- Texto del documento -
Ya en su Carta de Jamaica había expuesto el gran venezolano: “Es una idea grandiosa pretender formar todo el Nuevo Mundo en una sola nación con un solo vínculo que ligue sus partes entre sí y con el todo. Ya que tiene su origen, una lengua, unas costumbres y una religión, debería, por consiguiente, tener un solo gobierno que confederase los diferentes estados que hayan de formarse; […] ¡Qué bello sería que el Istmo de Panamá fuese para nosotros lo que el de Corinto para los griegos!”.
Su ideal unitario quedaría sin embargo resumido en su esencia más profunda, cuando más adelante en ese texto lo resume magistralmente: “Yo deseo más que otro alguno ver formar en América la más grande nación del mundo, menos por su extensión y riquezas que por su libertad y gloria”.
Cuando Martí emprende su acción por la liberación de Cuba y Puerto Rico, había devenido el mejor alumno de Bolívar y dominaba a la perfección toda su obra conocida, habiendo hecho suyos los postulados de unión e integración latinoamericana y caribeña que aquel propugnaba.
Un lector agudo no puede pasar por alto la sensación de continuidad que existe entre esa famosa Carta y el ensayo Nuestra América, pues a lo que una tiene de estudio esencialmente histórico y político, el otro lo complementa con su medular antropologismo sociológico y etnográfico, añadiéndole una actualización acorde con los tres cuartos de siglo que separan ambos inapreciables documentos, y donde también está muy presente la política.
Si, por ejemplo, Bolívar no pudo conocer en toda su perniciosa extensión el fenómeno del caudillismo, Martí lo analiza a fondo, lo desmenuza y expone conclusiones, como cuando apunta: “Las repúblicas han purgado en las tiranías su incapacidad para conocer los elementos verdaderos del país, derivar de ellos la forma de gobierno y gobernar con ellos. Gobernante, en un pueblo nuevo, quiere decir creador”.

- Datos sin procesar -
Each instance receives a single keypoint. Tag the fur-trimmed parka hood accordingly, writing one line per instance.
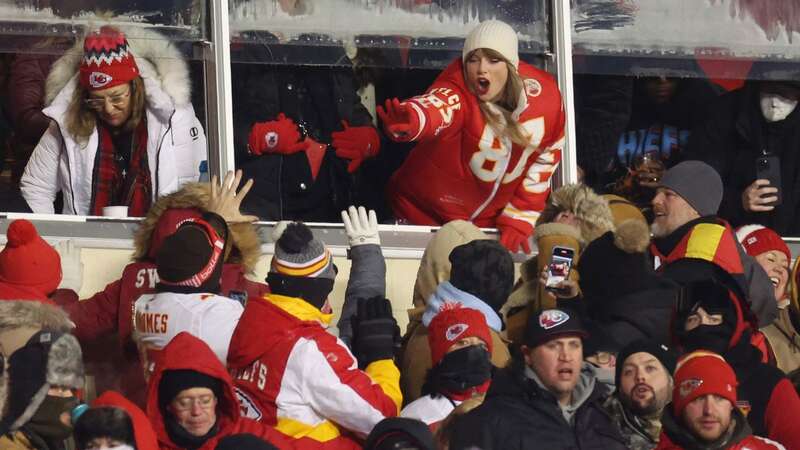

- Objetivo 1 -
¿Cuánto tiempo separa la Carta de Jamaica del ensayo Nuestra América, según el texto sobre Bolívar y Martí?
- Objetivo 2 -
Resume en menos palabras el párrafo del texto sobre Bolívar y Martí que empieza con «Un lector agudo», sin perder sus datos principales.
- Objetivo 3 -
Continúa el texto sobre Bolívar y Martí a partir de la última oración que aparece.

- Resultado del ejercicio 1 -
Tres cuartos de siglo.

- Resultado del ejercicio 2 -
Entre la Carta de Jamaica y el ensayo Nuestra América hay una clara continuidad. La Carta es un estudio esencialmente histórico y político, y el ensayo la complementa con un análisis antropológico, sociológico y etnográfico. Además, la pone al día a los tres cuartos de siglo que los separan, sin dejar de lado la política.

- Resultado del ejercicio 3 -
Allí alerta Martí acerca de la tendencia a gobernar países nuevos con realidades muy propias, aplicándoles conceptos y leyes provenientes de la vieja Europa o los novísimos Estados Unidos; ambas erróneas. Pero, además, el Apóstol cubano pone el énfasis en la necesidad primordial de la unidad y en la certeza del peligro que corren las nuevas repúblicas ante el acecho extranjero.
Poeta de excelsa pluma y excepcional lirismo, el prócer cubano no distrajo su intelecto de la causa de la libertad de su patria, sino que con poquísimas excepciones —si ello hubiese sido posible— puso sus versos al servicio de la libertad de Cuba y Puerto Rico, por la cual también Bolívar quebró lanzas.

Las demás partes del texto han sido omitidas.